I’m constantly thinking about my life, the things we’ve been through, and how to improve. I’ve tried so hard to be a better Follower. I’m praying constantly. I’m seeking uplift music and reading. I am constantly reminding myself that it is not my plan, but His. I am trying to remember to be more patient and kind. But, when I hear or notice that someone is expecting … I get this weird feeling of mixed emotions. I start feeling sad for myself because I am not experiencing what they are. I start missing the feeling of my babies, and wondering what they would be like if they were here. I think about Charlotte Rose’s little face on the screen, and wondering what our first baby would’ve looked like. I think about the holidays we will miss and the birthdays that will not be celebrated.
I feel almost jealous as I see pictures of ultrasounds and growing baby bumps. I ache as I remember feeling my angel babies inside me, and longing to feel that again. I think about the way that I could feel our first baby so early, and how I spilled hot tea on myself with its first flutter. I remember how Charlotte Rose felt like a ping pong ball in my belly as I tried to sleep. And how she would come to a complete stop the moment Miles tried to feel her movements. And then,I start feeling thankful for being able to feel those angels in me, and that I was even able to get pregnant.

*TASK SET*:
(1) Duplicate a portion of the passage on pregnancy loss, starting with "I’m constantly thinking" and going on through "not be celebrated.".
(2) According to the passage on pregnancy loss, what did Charlotte Rose feel like in the writer's belly?
(3) Take the passage on pregnancy loss further, beginning right after its final sentence.

*AVAILABLE DATA*:
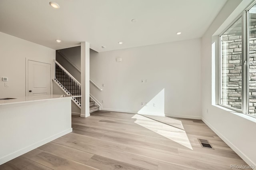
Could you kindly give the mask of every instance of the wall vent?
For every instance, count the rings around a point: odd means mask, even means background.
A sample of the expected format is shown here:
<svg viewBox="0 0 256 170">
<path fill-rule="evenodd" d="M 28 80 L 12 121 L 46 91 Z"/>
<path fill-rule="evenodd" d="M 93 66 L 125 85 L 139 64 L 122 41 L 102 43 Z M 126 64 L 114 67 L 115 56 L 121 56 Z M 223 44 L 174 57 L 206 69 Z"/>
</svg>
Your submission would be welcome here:
<svg viewBox="0 0 256 170">
<path fill-rule="evenodd" d="M 212 147 L 212 145 L 209 142 L 209 141 L 208 141 L 208 140 L 205 139 L 198 139 L 198 141 L 199 141 L 199 143 L 200 143 L 201 146 L 203 148 L 209 148 L 210 149 L 214 149 L 213 147 Z"/>
</svg>

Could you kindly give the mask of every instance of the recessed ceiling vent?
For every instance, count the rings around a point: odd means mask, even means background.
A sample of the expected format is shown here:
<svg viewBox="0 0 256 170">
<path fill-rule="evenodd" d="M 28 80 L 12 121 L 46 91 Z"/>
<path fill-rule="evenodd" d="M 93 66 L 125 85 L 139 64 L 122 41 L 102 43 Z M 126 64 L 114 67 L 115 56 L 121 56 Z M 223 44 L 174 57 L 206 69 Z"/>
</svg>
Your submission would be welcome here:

*WRITTEN RESPONSES*:
(1)
I’m constantly thinking about my life, the things we’ve been through, and how to improve. I’ve tried so hard to be a better Follower. I’m praying constantly. I’m seeking uplift music and reading. I am constantly reminding myself that it is not my plan, but His. I am trying to remember to be more patient and kind. But, when I hear or notice that someone is expecting … I get this weird feeling of mixed emotions. I start feeling sad for myself because I am not experiencing what they are. I start missing the feeling of my babies, and wondering what they would be like if they were here. I think about Charlotte Rose’s little face on the screen, and wondering what our first baby would’ve looked like. I think about the holidays we will miss and the birthdays that will not be celebrated.

(2) A ping pong ball.

(3)
I start feeling nervous about trying again…
And this cascade of emotions trickles into my thoughts on trying again. I know that this is just a test of my faith, and that I can persevere because He is on my side. But the thoughts, creep in. What if we can’t have a baby? What if we try again and things go wrong? When should we try? Should we wait and be “more prepared”? Will we ever be prepared? What if I never can give Miles the family he wants?Then I think what I’ve always felt– I was put on this earth for 2 reasons: to be a teacher and a mom. I feel like I’ve accomplished one, and I’m failing on the other. Then, on top of that, Miles says he doesn’t want kids after he turns 30. So now, I feel like now I’m on a timeline. I feel rushed, but not– all at the same time. But then, I start to think I shouldn’t have to stop hoping based on our ages. I just feel so mixed up and yet, I don’t know what I feel because I’m inundated with so many emotions.
All of these things run through my head, and so many more. Miles and I are so hesitant to try again. Some days we talk like right around the corner we are ready to give it a go, and some days we talk about holding off for one reason or another. Some days we think it might be nice to have a little one in the house to share our love with, and some days we dream of riding a motorcycle cross country. These feelings and mixed emotions just leave me so confused. I’m still trusting that His plan is in the works, but HOW will I know? Will it come in a sign? Will it “just happen”? If it just happens, will I be strong enough to cling to Him during this trying and confusing time?
Give me knowledge and strength to help me through this confusing, mixed up time. Help me to follow your plan. Help me to know that You have all the answers I need. I put my trust in You. Amen.